» Data records:
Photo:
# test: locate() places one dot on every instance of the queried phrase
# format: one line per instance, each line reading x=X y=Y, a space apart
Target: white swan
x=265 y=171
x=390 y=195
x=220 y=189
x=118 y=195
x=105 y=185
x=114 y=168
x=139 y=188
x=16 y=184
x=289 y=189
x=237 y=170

» Task instructions: Retype every record above exactly as it appears.

» Solution for this problem:
Photo:
# test: locate() places one dot on every instance of the queried phrase
# format: one line per instance, each line reading x=X y=Y, a space apart
Target: white swan
x=265 y=171
x=390 y=195
x=220 y=189
x=118 y=195
x=105 y=185
x=114 y=168
x=139 y=188
x=16 y=184
x=289 y=189
x=237 y=170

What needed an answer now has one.